[Photo labels with bounding boxes]

_ _ _ _

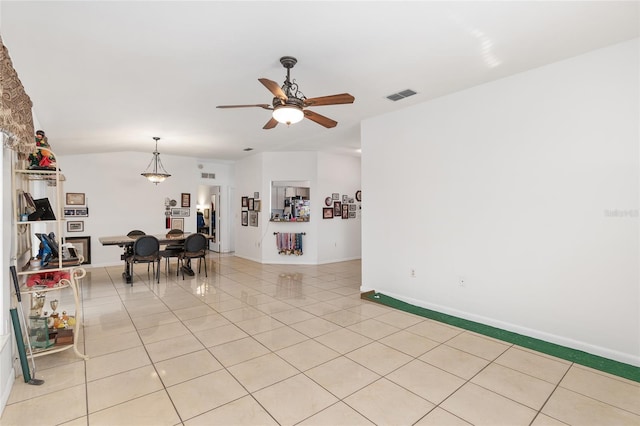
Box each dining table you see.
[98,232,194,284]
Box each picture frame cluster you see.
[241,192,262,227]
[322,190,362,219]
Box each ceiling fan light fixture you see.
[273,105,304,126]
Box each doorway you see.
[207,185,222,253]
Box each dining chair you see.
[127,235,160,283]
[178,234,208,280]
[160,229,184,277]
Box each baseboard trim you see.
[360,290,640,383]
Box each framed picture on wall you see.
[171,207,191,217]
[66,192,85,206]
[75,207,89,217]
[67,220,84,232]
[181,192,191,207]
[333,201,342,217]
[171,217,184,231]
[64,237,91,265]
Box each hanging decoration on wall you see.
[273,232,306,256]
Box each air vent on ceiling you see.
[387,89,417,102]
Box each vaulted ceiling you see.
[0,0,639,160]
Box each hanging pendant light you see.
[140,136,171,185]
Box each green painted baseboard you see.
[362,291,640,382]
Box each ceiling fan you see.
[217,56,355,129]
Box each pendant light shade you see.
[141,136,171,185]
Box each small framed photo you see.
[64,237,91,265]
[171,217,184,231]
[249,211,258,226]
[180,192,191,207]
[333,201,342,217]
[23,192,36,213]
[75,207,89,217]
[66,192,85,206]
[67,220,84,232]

_ _ _ _

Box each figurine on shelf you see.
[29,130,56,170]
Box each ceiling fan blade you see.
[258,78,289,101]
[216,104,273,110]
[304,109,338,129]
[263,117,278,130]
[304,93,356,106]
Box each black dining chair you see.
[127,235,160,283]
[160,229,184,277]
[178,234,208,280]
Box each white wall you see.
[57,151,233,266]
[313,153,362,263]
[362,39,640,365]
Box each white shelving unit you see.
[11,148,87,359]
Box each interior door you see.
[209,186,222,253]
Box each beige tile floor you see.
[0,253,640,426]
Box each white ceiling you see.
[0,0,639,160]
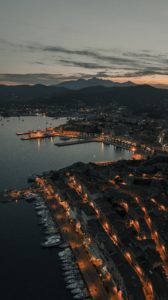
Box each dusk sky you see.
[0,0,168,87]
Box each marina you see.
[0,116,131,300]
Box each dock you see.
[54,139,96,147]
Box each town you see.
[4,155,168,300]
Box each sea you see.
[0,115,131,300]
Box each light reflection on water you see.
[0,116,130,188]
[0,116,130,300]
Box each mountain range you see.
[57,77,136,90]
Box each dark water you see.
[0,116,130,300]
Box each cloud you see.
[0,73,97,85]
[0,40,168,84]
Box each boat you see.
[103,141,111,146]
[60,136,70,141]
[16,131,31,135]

_ _ _ _

▶ WHAT IS ASKED
Count the lines of the records above that contain the word "hanging". Give only the number.

▶ THE SOLUTION
2